Excerpt
>> start

A Slow Website – Time to First Byte (TTFB)

There are many reasons why your website may be slow. Time to first byte (TTFB), respectively time to last byte (TTLB), for the initial HTML document is one explanation we want to focus on in this post.

In most cases, we talk about how to optimize our frontend, such as minimizing CSS or compressing images. This is an essential aspect of having a fast loading website, but there are good reasons to optimize the backend. Just imagine that there is a slow database query that delays the page download. Other scenarios are that your origin server reaches its limit due to inefficient code execution and slows down.

What is TTFB?

TTFB, which stands for time to first byte, is the amount of time it takes from when a client makes an HTTP request to receiving its first byte of data from the web server. During this period, the following operations take place:

  • DNS lookup: Determination of the IP address of the web server by resolving the domain
  • SSL handshake: Establishing the encrypted connection
  • Web server processing: Processing of the request by the web server
  • TCP Answer: Sending the first data packet via the TCP protocol

This usually happens in well under one second. Typical TTFB values are between 200 and 500 milliseconds. If the TTFB turns out to be higher than 500 ms, this can have various causes. For example:

  • High latencies between the DNS servers
  • High load on the web server
  • Problems in the infrastructure of the web server (hardware/software)

>> end

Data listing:

>> start

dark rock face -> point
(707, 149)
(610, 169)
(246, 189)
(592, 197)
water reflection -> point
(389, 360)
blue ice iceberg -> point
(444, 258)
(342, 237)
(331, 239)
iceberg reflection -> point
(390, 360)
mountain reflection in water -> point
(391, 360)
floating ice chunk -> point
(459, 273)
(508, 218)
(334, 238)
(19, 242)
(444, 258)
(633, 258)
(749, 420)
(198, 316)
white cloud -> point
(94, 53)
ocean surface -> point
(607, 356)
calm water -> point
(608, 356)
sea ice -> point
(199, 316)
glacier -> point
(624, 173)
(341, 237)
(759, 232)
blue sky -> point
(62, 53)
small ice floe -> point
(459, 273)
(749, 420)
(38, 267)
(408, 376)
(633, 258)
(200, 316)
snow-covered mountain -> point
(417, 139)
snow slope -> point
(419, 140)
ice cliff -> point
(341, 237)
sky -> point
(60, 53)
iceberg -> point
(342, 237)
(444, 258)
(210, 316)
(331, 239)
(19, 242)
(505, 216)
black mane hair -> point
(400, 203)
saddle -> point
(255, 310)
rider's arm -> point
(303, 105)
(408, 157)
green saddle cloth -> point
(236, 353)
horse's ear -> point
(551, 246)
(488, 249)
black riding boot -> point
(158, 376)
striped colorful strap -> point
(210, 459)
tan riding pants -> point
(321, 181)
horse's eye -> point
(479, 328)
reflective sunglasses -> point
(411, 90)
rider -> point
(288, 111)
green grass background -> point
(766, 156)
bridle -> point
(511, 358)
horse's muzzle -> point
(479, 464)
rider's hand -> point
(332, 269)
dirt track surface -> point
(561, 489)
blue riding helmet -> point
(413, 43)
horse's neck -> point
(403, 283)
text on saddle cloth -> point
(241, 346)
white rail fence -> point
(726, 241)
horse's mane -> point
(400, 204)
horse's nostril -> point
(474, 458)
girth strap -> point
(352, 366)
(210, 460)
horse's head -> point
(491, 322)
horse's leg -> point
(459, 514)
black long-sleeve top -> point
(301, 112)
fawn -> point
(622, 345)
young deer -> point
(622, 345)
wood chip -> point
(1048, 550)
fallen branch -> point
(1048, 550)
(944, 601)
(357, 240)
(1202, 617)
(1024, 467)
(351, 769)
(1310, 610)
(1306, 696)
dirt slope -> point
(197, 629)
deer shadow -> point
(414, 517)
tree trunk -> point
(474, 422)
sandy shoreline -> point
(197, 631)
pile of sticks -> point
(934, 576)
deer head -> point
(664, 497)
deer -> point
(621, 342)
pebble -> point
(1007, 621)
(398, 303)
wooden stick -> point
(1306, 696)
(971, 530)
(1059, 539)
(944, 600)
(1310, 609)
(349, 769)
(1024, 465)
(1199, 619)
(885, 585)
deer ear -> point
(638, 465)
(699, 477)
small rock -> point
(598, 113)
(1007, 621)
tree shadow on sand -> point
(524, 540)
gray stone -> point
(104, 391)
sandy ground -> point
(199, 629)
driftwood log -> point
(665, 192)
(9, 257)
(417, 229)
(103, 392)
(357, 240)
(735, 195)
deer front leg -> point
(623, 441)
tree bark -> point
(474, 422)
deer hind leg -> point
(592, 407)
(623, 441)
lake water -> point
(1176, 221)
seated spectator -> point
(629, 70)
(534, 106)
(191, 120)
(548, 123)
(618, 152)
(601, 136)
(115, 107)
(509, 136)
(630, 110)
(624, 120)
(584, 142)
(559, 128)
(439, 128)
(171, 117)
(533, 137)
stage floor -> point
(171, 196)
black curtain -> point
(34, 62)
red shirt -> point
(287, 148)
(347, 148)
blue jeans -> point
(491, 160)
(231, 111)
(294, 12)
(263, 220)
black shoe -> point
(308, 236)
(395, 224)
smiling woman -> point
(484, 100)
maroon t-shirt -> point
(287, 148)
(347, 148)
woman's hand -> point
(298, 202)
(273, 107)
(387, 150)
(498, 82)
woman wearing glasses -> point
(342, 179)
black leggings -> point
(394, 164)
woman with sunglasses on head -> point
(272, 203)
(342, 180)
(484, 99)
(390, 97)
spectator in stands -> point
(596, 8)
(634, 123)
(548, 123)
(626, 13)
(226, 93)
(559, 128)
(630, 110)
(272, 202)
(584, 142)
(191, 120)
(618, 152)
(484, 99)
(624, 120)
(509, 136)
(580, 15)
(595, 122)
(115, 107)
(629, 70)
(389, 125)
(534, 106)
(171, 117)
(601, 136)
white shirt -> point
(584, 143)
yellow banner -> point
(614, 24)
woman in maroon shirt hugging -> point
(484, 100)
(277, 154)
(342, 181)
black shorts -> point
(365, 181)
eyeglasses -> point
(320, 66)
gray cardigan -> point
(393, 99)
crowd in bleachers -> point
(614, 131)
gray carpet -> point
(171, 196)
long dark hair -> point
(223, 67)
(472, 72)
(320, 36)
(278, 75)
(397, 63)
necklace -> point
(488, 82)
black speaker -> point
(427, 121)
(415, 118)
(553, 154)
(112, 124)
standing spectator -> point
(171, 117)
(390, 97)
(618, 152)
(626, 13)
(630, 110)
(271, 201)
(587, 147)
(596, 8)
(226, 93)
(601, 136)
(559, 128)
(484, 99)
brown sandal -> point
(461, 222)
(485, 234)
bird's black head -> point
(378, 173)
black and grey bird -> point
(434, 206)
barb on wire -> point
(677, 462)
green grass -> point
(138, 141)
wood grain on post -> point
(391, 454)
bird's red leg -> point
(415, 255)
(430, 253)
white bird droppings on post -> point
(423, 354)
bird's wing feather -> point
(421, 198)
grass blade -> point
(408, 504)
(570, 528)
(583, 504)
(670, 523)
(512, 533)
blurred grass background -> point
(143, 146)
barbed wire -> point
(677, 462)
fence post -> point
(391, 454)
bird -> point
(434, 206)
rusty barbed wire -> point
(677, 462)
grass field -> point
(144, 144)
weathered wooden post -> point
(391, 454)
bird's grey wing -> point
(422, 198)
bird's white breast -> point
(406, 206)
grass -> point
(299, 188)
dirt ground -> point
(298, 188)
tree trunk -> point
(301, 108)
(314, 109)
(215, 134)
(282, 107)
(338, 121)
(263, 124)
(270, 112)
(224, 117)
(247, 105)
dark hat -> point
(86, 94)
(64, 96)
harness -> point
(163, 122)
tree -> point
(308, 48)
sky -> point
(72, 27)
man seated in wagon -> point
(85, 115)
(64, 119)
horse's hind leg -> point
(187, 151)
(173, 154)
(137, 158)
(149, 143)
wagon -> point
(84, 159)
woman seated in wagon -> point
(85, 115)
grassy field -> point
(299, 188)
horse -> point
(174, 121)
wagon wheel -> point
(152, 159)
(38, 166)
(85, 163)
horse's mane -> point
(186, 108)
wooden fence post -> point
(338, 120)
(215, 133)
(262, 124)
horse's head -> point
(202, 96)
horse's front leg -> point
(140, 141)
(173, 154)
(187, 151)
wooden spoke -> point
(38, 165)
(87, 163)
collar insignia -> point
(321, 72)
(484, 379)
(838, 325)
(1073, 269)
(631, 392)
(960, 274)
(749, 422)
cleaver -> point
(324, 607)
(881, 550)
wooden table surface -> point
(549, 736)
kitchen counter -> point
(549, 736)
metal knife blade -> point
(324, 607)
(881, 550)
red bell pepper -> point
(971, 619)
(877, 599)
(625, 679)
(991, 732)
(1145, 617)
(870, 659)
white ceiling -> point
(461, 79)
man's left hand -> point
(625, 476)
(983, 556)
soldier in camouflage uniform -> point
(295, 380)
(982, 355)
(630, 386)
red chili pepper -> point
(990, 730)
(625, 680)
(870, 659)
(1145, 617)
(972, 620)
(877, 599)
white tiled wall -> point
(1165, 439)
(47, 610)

>> end

Work instructions
**a)** In the text on time to first byte, what range do typical TTFB values fall within?
**b)** Carry on the text on time to first byte from the point where it stops.

Answers given
**a)** Between 200 and 500 milliseconds.

**b)**
High latencies can occur when the distance between the user’s location and the DNS server resolves the domain name or the server. Relevant for the choice of the data center should be the location of the target group of the website.

The correct understanding of the term “latency” is important here: It describes the path that a data packet takes from the web server to the user (computer, smartphone, etc.). Since TTFB only measures the arrival of the first byte, the bandwidth – i.e., how many data packets can be transmitted along this path – is insignificant for the measurement.

Does it make sense to look at the TTFB?

In our eyes, TTFB is no longer the only relevant parameter nowadays, as its significance is limited. A slower TTFB does not necessarily lead to a slower page load if the downstream processes such as compression are missing.

Nevertheless, TTFB is one of the first actions when a web page is called and the basis of all subsequent actions and thus also of downstream tests and evaluations for page speed such as the:

  • “First Contentful Paint” (FCP): The point in time when a display element is shown in the browser for the first time
  • “First Meaningful Paint” (FMP): The time the user feels that the web page has loaded
  • “Time to Interactive” (TTI): The time at which the web page has finished rendering and is ready for user input (=interaction)

Google updates its evaluations and criteria now and then. In 2020, users of the Pagespeed test or the so-called Core Web Vitals report will also encounter the terms “Largest Contentful Paint” (LCP), “First Input Delay” (FID) as well as “Cumulative Layout Shift” (CLS).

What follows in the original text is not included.